===== Data for this task
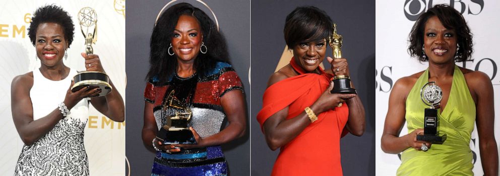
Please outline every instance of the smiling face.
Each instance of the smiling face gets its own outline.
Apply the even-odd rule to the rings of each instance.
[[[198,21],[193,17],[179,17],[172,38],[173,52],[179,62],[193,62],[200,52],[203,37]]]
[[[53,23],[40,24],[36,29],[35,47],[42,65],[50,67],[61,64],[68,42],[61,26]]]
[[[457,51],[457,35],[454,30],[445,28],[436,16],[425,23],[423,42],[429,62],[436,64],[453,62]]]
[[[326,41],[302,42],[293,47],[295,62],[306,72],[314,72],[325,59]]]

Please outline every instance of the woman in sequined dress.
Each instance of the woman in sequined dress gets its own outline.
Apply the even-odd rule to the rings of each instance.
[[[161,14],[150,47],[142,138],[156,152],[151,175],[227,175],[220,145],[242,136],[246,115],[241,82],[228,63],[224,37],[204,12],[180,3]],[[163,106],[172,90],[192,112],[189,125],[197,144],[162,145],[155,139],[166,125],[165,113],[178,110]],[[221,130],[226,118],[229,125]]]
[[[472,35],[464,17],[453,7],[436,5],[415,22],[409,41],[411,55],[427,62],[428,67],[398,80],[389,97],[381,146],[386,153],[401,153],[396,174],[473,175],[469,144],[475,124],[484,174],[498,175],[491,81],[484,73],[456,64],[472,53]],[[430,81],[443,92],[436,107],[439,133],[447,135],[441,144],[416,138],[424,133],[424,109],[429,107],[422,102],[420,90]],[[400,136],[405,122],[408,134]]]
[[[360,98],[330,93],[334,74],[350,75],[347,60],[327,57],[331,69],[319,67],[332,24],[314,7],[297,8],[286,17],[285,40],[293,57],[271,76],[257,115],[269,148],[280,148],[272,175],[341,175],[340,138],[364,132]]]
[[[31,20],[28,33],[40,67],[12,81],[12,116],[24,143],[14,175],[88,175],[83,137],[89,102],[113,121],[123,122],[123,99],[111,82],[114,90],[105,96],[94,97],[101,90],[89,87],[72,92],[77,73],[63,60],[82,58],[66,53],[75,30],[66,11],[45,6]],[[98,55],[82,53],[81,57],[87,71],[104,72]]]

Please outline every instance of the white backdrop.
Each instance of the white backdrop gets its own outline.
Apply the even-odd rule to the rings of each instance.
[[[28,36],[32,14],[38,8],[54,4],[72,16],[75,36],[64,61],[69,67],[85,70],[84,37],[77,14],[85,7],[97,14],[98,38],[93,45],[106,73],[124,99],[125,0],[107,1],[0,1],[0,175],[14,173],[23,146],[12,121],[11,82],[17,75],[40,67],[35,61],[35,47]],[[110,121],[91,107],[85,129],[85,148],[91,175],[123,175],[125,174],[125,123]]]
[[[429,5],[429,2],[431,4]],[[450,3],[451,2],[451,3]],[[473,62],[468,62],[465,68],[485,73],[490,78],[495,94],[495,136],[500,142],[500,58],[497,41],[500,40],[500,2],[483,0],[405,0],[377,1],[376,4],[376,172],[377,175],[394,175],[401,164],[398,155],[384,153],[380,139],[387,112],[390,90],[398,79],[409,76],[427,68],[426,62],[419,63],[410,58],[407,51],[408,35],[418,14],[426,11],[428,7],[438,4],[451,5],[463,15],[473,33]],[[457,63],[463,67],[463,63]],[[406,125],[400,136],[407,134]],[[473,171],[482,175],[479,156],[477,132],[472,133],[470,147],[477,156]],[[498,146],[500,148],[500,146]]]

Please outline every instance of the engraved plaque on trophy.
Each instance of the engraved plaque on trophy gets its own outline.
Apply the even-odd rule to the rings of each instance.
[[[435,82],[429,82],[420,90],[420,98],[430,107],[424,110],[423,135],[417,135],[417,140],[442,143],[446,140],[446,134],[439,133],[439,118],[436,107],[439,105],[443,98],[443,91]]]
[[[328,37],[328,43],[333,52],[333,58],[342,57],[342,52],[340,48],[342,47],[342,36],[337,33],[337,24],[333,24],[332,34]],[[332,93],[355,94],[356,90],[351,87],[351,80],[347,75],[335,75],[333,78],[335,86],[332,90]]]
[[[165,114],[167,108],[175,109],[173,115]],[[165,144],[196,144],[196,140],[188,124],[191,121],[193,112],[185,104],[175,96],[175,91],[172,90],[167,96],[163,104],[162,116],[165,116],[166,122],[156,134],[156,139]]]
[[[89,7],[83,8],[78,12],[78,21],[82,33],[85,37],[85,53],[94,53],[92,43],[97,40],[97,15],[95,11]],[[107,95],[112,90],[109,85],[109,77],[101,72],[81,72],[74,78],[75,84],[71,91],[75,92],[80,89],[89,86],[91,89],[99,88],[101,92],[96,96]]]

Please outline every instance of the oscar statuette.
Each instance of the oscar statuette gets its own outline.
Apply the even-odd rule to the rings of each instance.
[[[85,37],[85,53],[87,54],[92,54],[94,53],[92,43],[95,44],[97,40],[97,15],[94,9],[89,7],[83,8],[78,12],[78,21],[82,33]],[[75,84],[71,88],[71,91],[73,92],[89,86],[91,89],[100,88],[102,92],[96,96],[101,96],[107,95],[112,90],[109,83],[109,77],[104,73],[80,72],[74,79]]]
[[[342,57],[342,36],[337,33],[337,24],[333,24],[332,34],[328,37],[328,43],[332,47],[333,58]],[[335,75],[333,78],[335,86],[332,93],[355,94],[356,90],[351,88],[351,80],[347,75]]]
==========
Starting with the line that contains "Please outline every instance of the oscar" and continuing through the end of the material, format those lines as a numbered list, leaving out any blank lines.

● Exercise solution:
1. Please outline every instance of the oscar statuette.
2. Each instance of the oscar statuette gets its own outline.
3. Apply the even-odd rule to the rings of each instance.
4. [[[85,37],[85,53],[87,54],[92,54],[94,53],[92,43],[95,44],[97,40],[97,15],[94,9],[89,7],[83,8],[78,12],[78,21],[82,33]],[[75,84],[71,88],[71,91],[73,92],[89,86],[91,89],[100,88],[102,92],[96,96],[101,96],[107,95],[112,90],[109,83],[109,77],[104,73],[80,72],[74,79]]]
5. [[[342,57],[342,36],[337,33],[337,24],[333,24],[332,34],[328,37],[328,43],[332,47],[333,58]],[[335,75],[333,78],[335,86],[332,93],[355,94],[356,90],[351,88],[351,80],[347,75]]]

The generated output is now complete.